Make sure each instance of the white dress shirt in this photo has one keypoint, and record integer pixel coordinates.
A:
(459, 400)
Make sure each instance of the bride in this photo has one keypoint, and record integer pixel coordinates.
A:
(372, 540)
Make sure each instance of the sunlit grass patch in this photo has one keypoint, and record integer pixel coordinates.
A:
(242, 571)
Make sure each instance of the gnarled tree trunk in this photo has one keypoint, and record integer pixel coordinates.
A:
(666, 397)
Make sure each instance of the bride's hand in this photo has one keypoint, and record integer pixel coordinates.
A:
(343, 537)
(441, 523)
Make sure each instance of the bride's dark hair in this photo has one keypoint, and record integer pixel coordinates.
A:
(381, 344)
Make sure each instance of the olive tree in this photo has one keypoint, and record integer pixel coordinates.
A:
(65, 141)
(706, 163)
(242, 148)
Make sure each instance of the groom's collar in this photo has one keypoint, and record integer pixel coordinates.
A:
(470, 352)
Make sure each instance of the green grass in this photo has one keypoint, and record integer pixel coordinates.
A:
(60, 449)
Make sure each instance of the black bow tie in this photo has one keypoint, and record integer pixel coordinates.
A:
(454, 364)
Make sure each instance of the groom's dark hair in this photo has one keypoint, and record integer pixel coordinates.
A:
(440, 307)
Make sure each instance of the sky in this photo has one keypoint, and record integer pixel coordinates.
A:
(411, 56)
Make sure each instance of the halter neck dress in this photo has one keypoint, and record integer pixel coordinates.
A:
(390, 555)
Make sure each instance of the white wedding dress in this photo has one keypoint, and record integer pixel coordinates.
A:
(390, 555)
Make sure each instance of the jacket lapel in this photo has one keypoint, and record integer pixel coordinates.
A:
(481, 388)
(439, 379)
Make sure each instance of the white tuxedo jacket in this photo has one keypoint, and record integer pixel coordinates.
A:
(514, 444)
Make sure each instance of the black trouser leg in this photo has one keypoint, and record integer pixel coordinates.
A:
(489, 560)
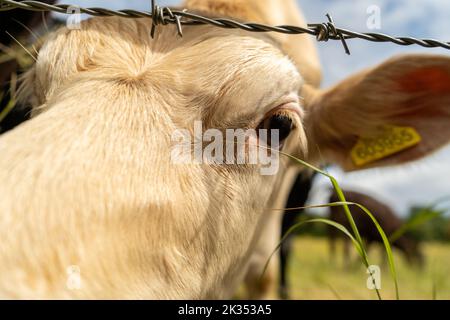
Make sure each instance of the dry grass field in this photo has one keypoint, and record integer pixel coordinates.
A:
(312, 276)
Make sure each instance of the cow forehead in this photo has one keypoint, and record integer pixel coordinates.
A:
(208, 68)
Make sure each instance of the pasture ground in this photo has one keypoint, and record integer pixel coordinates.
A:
(313, 276)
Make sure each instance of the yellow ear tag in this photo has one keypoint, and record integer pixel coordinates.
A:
(391, 140)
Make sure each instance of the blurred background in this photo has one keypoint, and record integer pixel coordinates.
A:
(419, 189)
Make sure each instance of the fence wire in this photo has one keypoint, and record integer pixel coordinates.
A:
(165, 15)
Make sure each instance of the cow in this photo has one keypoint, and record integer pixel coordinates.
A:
(88, 183)
(16, 25)
(386, 217)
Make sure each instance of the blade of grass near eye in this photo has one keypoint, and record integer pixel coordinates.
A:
(345, 204)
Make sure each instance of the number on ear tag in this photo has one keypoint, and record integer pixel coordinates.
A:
(391, 140)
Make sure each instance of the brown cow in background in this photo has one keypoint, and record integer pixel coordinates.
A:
(15, 24)
(385, 216)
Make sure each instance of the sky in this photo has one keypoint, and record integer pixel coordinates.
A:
(418, 183)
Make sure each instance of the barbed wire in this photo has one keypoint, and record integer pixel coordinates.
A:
(165, 15)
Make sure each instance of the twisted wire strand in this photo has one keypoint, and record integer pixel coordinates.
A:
(164, 15)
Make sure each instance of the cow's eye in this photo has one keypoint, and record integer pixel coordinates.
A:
(280, 122)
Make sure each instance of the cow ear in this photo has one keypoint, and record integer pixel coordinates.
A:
(394, 113)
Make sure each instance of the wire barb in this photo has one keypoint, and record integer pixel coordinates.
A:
(164, 16)
(328, 30)
(322, 31)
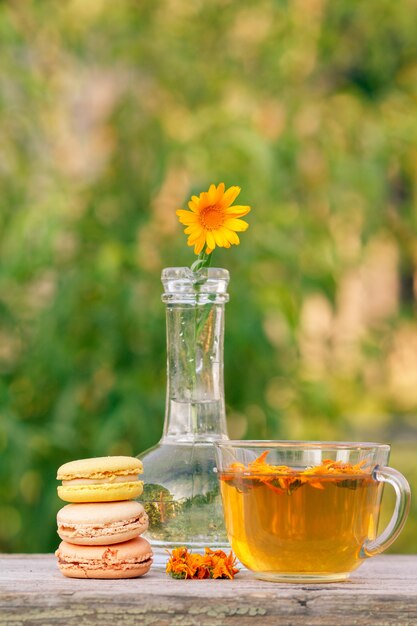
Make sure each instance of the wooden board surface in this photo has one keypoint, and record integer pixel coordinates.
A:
(32, 591)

What the exercise asks: Write out the full listing verbatim, excluding its pictures.

Exercise answer:
Make sure each instance of the white dress shirt in this photo has one keypoint, and record integer pixel coordinates.
A:
(459, 400)
Make sure each instance of the bride in this photo has one keypoint, and record integer pixel coordinates.
A:
(372, 540)
Make sure each instance of the sunlit grass patch in this photo has one keypoint, and record integer pixel coordinates.
A:
(242, 571)
Make sure each instance of the gnarled tree trunk in this photo has one keypoint, and record integer pixel coordinates.
A:
(666, 397)
Make sure each instance of the bride's hand in this photo has one keypoint, and record integer pixel coordinates.
A:
(343, 537)
(441, 523)
Make sure each instance of the bride's dark hair in this photo has one keypoint, and record integer pixel coordinates.
A:
(381, 344)
Make sure each instance of the olive tree in this photo has one keypoint, and record integer pixel coordinates.
A:
(65, 141)
(706, 163)
(242, 148)
Make sure each instance of the groom's collar in this photo has one keypoint, and record integer pixel coordinates.
A:
(470, 352)
Make sure each instance of the green grass in this photo has one keypoint, and record integer pixel coordinates.
A:
(60, 449)
Make sure each instance of the black bow tie in this photo has one keypoint, and record integer pixel coordinates.
A:
(454, 364)
Make sure each instance of the groom's dark hair in this photo has one keypoint, and record integer pixel coordinates.
A:
(440, 307)
Make sure each instance of the sky in this photo has one keypoint, and record integer pixel coordinates.
A:
(411, 56)
Make sure each instance of the halter neck dress in this photo has one keypoint, and record integer pixel coordinates.
A:
(390, 555)
Make sure each instance of the white wedding dress in this photo has one keypoint, and record integer pixel coordinates.
A:
(390, 555)
Make sure each instance of the jacket lapel in this photo has one keypoint, and record integer pixel coordinates.
A:
(481, 388)
(439, 379)
Make sure each instance of the white tuxedo jacket in this photo has one keypoint, and record integer pixel coordinates.
A:
(514, 444)
Make sure each instance of the black trouser leg in this photo has one keypoint, and record integer pixel coordinates.
A:
(489, 560)
Make sure each instance of the dry grass field in this photo has one keypoint, and record integer pixel coordinates.
A:
(312, 276)
Make sure each instance of the cow forehead in this photo has one keypoint, and record integer pixel coordinates.
A:
(208, 68)
Make sure each instance of the pasture ground in this photo has one keypoint, and record integer pixel coordinates.
A:
(313, 276)
Make sure each instance of the yellow ear tag in this photo has one keypoint, and record integer pixel coordinates.
A:
(391, 140)
Make sure each instance of the blurred background in this photo has one keypoint, and record integer pixel coordinates.
A:
(419, 189)
Make sure each instance of the fence wire in this photo has one keypoint, and record integer pixel coordinates.
A:
(165, 15)
Make sure each instance of the cow in this photo has one keypoint, and record integer pixel coordinates.
A:
(88, 183)
(16, 25)
(386, 217)
Make sure each instance of the blade of grass near eye in this photo has one keypoint, and record integer pixel coordinates.
A:
(345, 204)
Make sure each instance of the number on ear tag in this photo has one keypoint, and record integer pixel coordinates.
A:
(391, 140)
Make sure each instance of the brown cow in background in this photo has one keypoint, and record integer pixel coordinates.
A:
(15, 24)
(385, 216)
Make sure each instance of the sky in this photo has one keypoint, and record integer pixel coordinates.
A:
(418, 183)
Make sure each instance of the barbed wire in this photo has one keypoint, and record integer pixel coordinates.
A:
(165, 15)
Make sure each instance of the twisted wire strand in this photo has one keypoint, and record integer pixel coordinates.
A:
(164, 15)
Make sure each instance of the cow's eye in this photo has one keypoint, and record integer pixel coordinates.
A:
(280, 122)
Make sure each instance of the cow ear in this photo has one keypoint, and record integer pixel coordinates.
A:
(394, 113)
Make sure each instance of the wire barb in this photo has one keypoint, and record integer pixel coordinates.
A:
(164, 16)
(328, 30)
(322, 31)
Make sure each instance of the wooden board surface in this photo has one keypoint, and record integer pixel coordinates.
A:
(32, 591)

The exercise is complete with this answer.